Digital footprint or digital shadow refers to one's unique set of traceable digital activities, actions, contributions, and communications manifested on the Internet or digital devices. Digital footprints can be classified as either passive or active. Passive footprints consist of a user's web-browsing activity and information stored as cookies. Users intentionally create active footprints to share information on websites or social media. While the term usually applies to a person, a digital footprint can also refer to a business, organization or corporation.

The use of a digital footprint has both positive and negative consequences. On one side, it is the subject of many privacy issues. For example, without an individual's authorization, strangers can piece together information about that individual by only using search engines. Social inequalities are exacerbated by the limited access afforded to marginalized communities. Corporations are also able to produce customized ads based on browsing history. On the other hand, others can reap the benefits by profiting off their digital footprint as social media influencers. Furthermore, employers use a candidate's digital footprint for online vetting. Between two equal candidates, a candidate with a positive digital footprint may have an advantage. As technology use becomes more widespread, even children generate larger digital footprints with potential positive and negative consequences such as college admissions. Media and information literacy frameworks and educational efforts promote awareness of digital footprints as part of a citizen's digital privacy. Because digital footprints are difficult to avoid, scholars and policymakers increasingly emphasize the importance of understanding how online behavior can shape public perception and opportunities.

» Your assignment:
Answer these questions from the digital footprint text:
1. What do passive footprints consist of?
2. Besides a person, what can a digital footprint refer to?
3. What do employers use a candidate's digital footprint for?

» Given data:
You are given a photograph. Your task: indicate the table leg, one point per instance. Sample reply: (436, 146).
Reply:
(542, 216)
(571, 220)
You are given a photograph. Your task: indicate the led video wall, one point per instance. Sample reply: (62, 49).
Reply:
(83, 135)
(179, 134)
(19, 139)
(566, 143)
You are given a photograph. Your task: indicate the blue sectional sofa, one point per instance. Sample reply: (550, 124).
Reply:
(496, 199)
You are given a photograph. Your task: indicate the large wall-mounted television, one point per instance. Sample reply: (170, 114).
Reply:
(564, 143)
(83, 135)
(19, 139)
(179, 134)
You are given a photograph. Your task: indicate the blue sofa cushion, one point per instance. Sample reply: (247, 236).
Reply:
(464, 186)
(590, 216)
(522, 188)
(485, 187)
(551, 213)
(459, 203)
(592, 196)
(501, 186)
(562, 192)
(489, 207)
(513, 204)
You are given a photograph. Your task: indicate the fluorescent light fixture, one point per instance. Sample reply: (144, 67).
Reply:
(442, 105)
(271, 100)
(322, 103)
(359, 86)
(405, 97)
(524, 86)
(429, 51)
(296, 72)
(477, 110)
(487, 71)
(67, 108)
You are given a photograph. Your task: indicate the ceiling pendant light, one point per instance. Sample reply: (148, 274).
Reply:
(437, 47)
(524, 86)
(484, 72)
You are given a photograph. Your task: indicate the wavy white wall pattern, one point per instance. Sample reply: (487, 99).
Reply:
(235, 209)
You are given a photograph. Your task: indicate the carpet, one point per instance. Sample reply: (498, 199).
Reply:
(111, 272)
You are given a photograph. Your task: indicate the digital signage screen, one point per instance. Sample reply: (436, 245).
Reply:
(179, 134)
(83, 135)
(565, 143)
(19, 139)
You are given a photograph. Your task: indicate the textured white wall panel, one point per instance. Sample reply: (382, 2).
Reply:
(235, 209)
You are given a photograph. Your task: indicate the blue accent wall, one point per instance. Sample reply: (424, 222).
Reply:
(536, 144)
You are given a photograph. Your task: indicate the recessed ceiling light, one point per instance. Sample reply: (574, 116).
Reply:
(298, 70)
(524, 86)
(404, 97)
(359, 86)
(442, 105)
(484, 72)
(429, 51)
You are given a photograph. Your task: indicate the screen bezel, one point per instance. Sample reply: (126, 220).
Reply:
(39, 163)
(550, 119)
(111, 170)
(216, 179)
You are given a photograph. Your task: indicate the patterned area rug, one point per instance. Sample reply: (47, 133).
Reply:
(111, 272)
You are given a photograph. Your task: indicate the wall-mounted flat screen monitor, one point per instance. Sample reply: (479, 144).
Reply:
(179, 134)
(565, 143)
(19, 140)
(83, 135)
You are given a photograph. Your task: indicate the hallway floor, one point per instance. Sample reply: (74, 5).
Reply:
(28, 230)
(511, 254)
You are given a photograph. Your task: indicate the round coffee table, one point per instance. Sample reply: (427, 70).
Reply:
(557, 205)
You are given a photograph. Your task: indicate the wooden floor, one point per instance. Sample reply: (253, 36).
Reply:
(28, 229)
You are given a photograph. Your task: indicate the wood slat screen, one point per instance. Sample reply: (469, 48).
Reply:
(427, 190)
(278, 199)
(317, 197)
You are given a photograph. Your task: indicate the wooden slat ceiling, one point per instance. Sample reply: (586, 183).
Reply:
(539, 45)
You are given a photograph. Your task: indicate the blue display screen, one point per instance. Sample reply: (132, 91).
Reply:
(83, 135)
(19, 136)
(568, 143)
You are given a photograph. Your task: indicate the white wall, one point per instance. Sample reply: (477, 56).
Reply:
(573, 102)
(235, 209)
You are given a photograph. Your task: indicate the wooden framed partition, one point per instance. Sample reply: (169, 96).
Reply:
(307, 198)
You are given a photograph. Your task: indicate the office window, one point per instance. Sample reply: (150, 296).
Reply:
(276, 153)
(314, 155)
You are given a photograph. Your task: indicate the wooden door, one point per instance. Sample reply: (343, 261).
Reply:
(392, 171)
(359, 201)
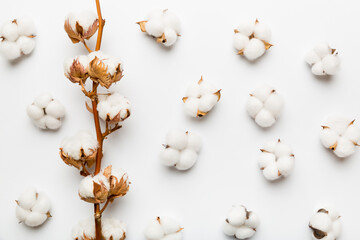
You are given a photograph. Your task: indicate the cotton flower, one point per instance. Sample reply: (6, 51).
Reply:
(200, 98)
(276, 159)
(181, 149)
(112, 229)
(81, 26)
(163, 25)
(341, 135)
(264, 105)
(46, 112)
(79, 150)
(323, 60)
(109, 184)
(17, 38)
(241, 223)
(33, 208)
(163, 228)
(325, 224)
(251, 39)
(112, 107)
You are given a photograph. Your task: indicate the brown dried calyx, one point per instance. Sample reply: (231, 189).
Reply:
(79, 34)
(98, 72)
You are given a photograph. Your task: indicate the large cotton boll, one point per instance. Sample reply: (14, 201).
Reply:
(26, 44)
(254, 49)
(10, 50)
(331, 64)
(262, 31)
(154, 28)
(240, 41)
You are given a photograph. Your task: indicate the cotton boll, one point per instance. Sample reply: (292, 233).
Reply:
(169, 156)
(254, 49)
(264, 118)
(10, 50)
(26, 26)
(253, 106)
(26, 44)
(35, 219)
(318, 69)
(188, 158)
(34, 112)
(262, 31)
(10, 31)
(240, 41)
(330, 64)
(170, 36)
(246, 28)
(55, 109)
(207, 102)
(154, 28)
(244, 232)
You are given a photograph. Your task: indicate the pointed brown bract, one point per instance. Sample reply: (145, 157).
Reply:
(142, 25)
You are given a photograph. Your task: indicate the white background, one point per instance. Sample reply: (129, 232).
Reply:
(155, 80)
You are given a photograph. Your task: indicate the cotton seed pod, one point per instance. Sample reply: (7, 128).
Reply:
(265, 105)
(46, 112)
(341, 135)
(17, 38)
(276, 160)
(81, 26)
(323, 60)
(76, 69)
(325, 224)
(200, 98)
(181, 149)
(240, 223)
(104, 69)
(33, 208)
(79, 150)
(112, 229)
(251, 39)
(163, 25)
(163, 228)
(109, 184)
(112, 107)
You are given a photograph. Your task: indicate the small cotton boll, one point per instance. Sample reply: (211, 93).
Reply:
(154, 28)
(154, 231)
(43, 100)
(170, 36)
(244, 232)
(169, 156)
(55, 109)
(51, 122)
(262, 31)
(246, 28)
(254, 49)
(10, 31)
(10, 50)
(34, 112)
(253, 106)
(194, 142)
(312, 58)
(188, 158)
(26, 26)
(26, 44)
(191, 106)
(35, 219)
(264, 118)
(240, 41)
(331, 64)
(317, 69)
(176, 138)
(207, 102)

» Task output:
1. A user's web-browsing activity and information stored as cookies.
2. A business, organization or corporation.
3. Online vetting.